## Listed records

▬▬▬▬▬▬

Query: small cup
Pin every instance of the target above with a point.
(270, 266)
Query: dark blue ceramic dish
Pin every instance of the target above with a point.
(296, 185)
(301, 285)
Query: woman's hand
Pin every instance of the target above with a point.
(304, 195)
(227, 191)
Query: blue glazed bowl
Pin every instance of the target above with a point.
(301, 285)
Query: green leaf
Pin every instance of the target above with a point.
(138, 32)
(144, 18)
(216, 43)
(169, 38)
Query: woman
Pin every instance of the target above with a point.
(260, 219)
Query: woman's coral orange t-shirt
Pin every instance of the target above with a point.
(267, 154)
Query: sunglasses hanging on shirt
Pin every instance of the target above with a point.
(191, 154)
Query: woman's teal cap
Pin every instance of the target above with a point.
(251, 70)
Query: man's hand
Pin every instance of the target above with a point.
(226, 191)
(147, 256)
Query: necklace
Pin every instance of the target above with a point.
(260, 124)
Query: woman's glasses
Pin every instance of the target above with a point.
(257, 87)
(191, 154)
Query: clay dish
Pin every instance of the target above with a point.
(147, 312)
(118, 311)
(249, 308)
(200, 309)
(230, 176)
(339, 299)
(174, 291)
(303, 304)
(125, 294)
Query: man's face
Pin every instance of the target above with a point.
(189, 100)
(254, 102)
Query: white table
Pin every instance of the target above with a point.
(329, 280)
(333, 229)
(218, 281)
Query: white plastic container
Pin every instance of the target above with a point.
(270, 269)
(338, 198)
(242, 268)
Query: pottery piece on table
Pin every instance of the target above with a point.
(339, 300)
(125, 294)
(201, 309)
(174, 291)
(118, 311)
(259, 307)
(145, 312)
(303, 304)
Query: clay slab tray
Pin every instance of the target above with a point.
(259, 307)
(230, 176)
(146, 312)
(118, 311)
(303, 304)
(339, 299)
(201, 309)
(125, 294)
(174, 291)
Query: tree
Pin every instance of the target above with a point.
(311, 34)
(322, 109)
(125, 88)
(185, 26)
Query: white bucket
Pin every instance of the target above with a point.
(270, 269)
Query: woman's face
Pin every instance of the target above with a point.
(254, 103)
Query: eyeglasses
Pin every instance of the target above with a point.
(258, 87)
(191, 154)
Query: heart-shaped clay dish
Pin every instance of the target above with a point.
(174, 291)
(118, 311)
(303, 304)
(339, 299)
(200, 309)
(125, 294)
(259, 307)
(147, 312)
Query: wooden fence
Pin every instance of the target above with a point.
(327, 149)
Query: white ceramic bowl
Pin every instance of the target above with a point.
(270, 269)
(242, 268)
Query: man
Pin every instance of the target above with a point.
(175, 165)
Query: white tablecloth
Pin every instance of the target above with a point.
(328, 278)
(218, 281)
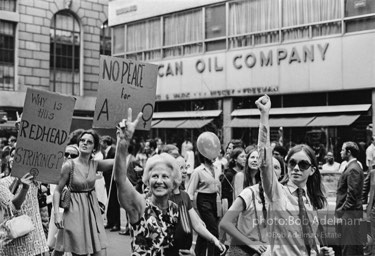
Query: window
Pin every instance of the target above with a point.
(65, 54)
(144, 36)
(248, 18)
(7, 34)
(183, 33)
(105, 39)
(8, 5)
(215, 28)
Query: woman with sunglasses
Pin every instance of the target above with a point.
(292, 215)
(81, 227)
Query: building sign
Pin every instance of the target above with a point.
(124, 84)
(315, 65)
(43, 135)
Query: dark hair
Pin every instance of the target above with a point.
(247, 173)
(94, 135)
(74, 136)
(282, 166)
(152, 143)
(314, 182)
(237, 143)
(281, 150)
(108, 140)
(233, 156)
(353, 147)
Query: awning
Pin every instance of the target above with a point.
(274, 122)
(244, 122)
(290, 122)
(304, 110)
(194, 123)
(342, 120)
(186, 114)
(168, 123)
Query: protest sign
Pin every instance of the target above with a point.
(125, 84)
(43, 135)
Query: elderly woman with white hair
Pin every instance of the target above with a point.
(153, 219)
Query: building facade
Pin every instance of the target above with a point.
(316, 59)
(54, 46)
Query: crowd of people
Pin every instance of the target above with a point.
(180, 201)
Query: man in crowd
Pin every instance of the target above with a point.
(113, 212)
(370, 154)
(330, 164)
(349, 202)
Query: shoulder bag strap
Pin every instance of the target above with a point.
(71, 176)
(256, 215)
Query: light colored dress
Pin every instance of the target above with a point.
(83, 231)
(33, 243)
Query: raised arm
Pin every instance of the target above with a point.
(132, 201)
(269, 179)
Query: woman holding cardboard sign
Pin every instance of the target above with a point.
(81, 227)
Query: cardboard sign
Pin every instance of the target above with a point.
(125, 84)
(43, 135)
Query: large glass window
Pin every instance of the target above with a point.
(7, 33)
(183, 33)
(8, 5)
(65, 54)
(215, 27)
(322, 16)
(105, 39)
(144, 36)
(246, 18)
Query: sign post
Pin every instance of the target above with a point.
(43, 135)
(125, 84)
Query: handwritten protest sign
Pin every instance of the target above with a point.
(122, 84)
(43, 135)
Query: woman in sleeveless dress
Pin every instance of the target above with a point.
(81, 227)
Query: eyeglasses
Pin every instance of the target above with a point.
(67, 155)
(90, 142)
(303, 164)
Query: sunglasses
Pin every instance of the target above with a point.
(67, 155)
(89, 142)
(303, 164)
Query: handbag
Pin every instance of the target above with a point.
(18, 226)
(66, 194)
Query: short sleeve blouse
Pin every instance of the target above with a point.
(154, 232)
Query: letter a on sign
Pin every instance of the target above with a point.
(125, 84)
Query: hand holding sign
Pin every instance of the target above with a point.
(126, 128)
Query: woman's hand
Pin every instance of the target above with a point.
(219, 245)
(261, 248)
(26, 180)
(58, 220)
(327, 251)
(264, 104)
(126, 127)
(183, 252)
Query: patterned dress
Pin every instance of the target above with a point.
(153, 233)
(33, 243)
(83, 231)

▬▬▬▬▬▬

## Exercise goal
Exact copies of all the entries are needed; output them without the pictures.

## Answer box
Query: small cup
Pin every instance of the target above with a point.
(270, 266)
Query: dark blue ceramic dish
Pin every instance of the target above with a point.
(296, 185)
(301, 285)
Query: woman's hand
Pin every instance of the target above with a point.
(304, 195)
(227, 191)
Query: blue glazed bowl
Pin every instance of the target above with a point.
(301, 285)
Query: green leaf
Pin every instance of the target above with a point.
(138, 32)
(144, 18)
(216, 43)
(169, 38)
Query: woman
Pin every instance of the target above with a point.
(260, 219)
Query: woman's coral orange t-shirt
Pin every instance of the target above with a point.
(267, 154)
Query: sunglasses hanging on shirt
Pin every instance of the target above with a point.
(191, 154)
Query: woman's teal cap
Pin every instance of the target above with a point.
(251, 70)
Query: man's hand
Pin every instance of the target above with a point.
(226, 191)
(147, 256)
Query: necklace
Pin every instance of the target above with a point.
(260, 124)
Query: woman's glasses
Pin every instance of the target above with a point.
(257, 87)
(191, 154)
Query: clay dish
Pin every instance of the target above with a point.
(147, 312)
(118, 311)
(249, 308)
(200, 309)
(230, 176)
(339, 299)
(174, 291)
(303, 304)
(125, 294)
Query: man's face
Pin every instance of the target above with a point.
(189, 100)
(254, 102)
Query: white table
Pin every instance of the target above with a point.
(329, 280)
(333, 229)
(218, 281)
Query: white plastic container
Pin every instance of the target above with a point.
(270, 269)
(338, 198)
(242, 268)
Query: pottery piece on table
Pin every instance of the target above with a point.
(339, 300)
(125, 294)
(201, 309)
(174, 291)
(118, 311)
(259, 307)
(145, 312)
(303, 304)
Query: clay slab tray
Pin every instance of the target above with a point.
(259, 307)
(230, 176)
(146, 312)
(118, 311)
(303, 304)
(339, 299)
(201, 309)
(125, 294)
(174, 291)
Query: tree
Pin every instance of the target above with a point.
(311, 34)
(322, 109)
(125, 88)
(185, 26)
Query: white bucket
Pin every instance of the target above with a point.
(270, 269)
Query: woman's face
Pin every instance of the target above with a point.
(254, 103)
Query: eyeglasses
Pin every instance of the target above with a point.
(258, 87)
(191, 154)
Query: heart-shaped clay dish
Pin every instance of the target above with a point.
(174, 291)
(118, 311)
(303, 304)
(339, 299)
(200, 309)
(125, 294)
(259, 307)
(147, 312)
Query: wooden fence
Pin every instance of the target above with a point.
(327, 149)
Query: white ceramic bowl
Pin every instance of the target above with a point.
(270, 269)
(242, 268)
Query: man
Pin every instance of the target above with a point.
(175, 165)
Query: white tablecloth
Pin every instance of the target above with a point.
(328, 278)
(218, 281)
Query: window
Pin every instance of the target above with a point.
(65, 54)
(144, 36)
(248, 18)
(7, 34)
(183, 33)
(105, 39)
(8, 5)
(215, 28)
Query: woman with sunglasses
Pin every instance of the target above with a point.
(292, 215)
(81, 227)
Query: building sign
Pin every instance of the target above with a point.
(124, 84)
(315, 65)
(43, 135)
Query: dark hair
Pin every instance of the target above with a point.
(247, 173)
(94, 135)
(74, 136)
(282, 166)
(152, 143)
(314, 182)
(237, 143)
(281, 150)
(108, 140)
(233, 156)
(353, 147)
Query: awning
Pin every instance of the target above with a point.
(274, 122)
(244, 122)
(290, 122)
(304, 110)
(194, 123)
(342, 120)
(186, 114)
(168, 123)
Query: protest sign
Pin every instance of the target above with a point.
(125, 84)
(43, 135)
Query: elderly woman with white hair
Pin every instance of the target above with a point.
(153, 219)
Query: building facade
Pin every instance of the target above with a point.
(316, 59)
(54, 46)
Query: crowd of people
Pin every instance of the target above with a point.
(180, 201)
Query: man in crowd
Pin every instance of the target above with a point.
(113, 212)
(370, 154)
(330, 164)
(349, 202)
Query: shoulder bag strap
Pin every instance of the target above with a point.
(71, 176)
(256, 215)
Query: light colored dress
Pin every instance of the target above with a point.
(83, 231)
(33, 243)
Query: raised arm
Pin every instance of the target above with a point.
(132, 201)
(269, 179)
Query: woman holding cardboard sign
Pin every instance of the target above with a point.
(81, 227)
Query: cardboard sign
Pin every instance of the target above with a point.
(125, 84)
(43, 135)
Query: large glass window
Pin every instance of the target above with a point.
(7, 33)
(183, 33)
(8, 5)
(65, 54)
(215, 27)
(322, 16)
(105, 39)
(144, 36)
(246, 18)
Query: sign post
Pin every instance of the target above with a point.
(43, 135)
(125, 84)
Query: handwritten protest sign
Pin every instance of the target above with a point.
(122, 84)
(43, 135)
Query: woman in sleeveless dress
Pin every instance of the target above with a point.
(81, 227)
Query: eyeglasses
Pin every instance of the target above with a point.
(67, 155)
(90, 142)
(303, 164)
Query: sunglasses
Pin every instance of the target above with a point.
(67, 155)
(89, 142)
(303, 164)
Query: handbag
Pin every instance of the target above with a point.
(18, 226)
(66, 194)
Query: short sleeve blouse
Pin every instance of the target above with a point.
(154, 232)
Query: letter a on sign
Pin every instance of the target above with a point.
(125, 84)
Query: hand holding sign
Pin every instance of the target above with a point.
(126, 128)
Query: woman's hand
Pin every instance of the target above with a point.
(219, 245)
(261, 248)
(26, 180)
(58, 220)
(327, 251)
(264, 104)
(126, 127)
(183, 252)
Query: patterned dress
Pin every instance of the target above with a point.
(153, 233)
(33, 243)
(83, 231)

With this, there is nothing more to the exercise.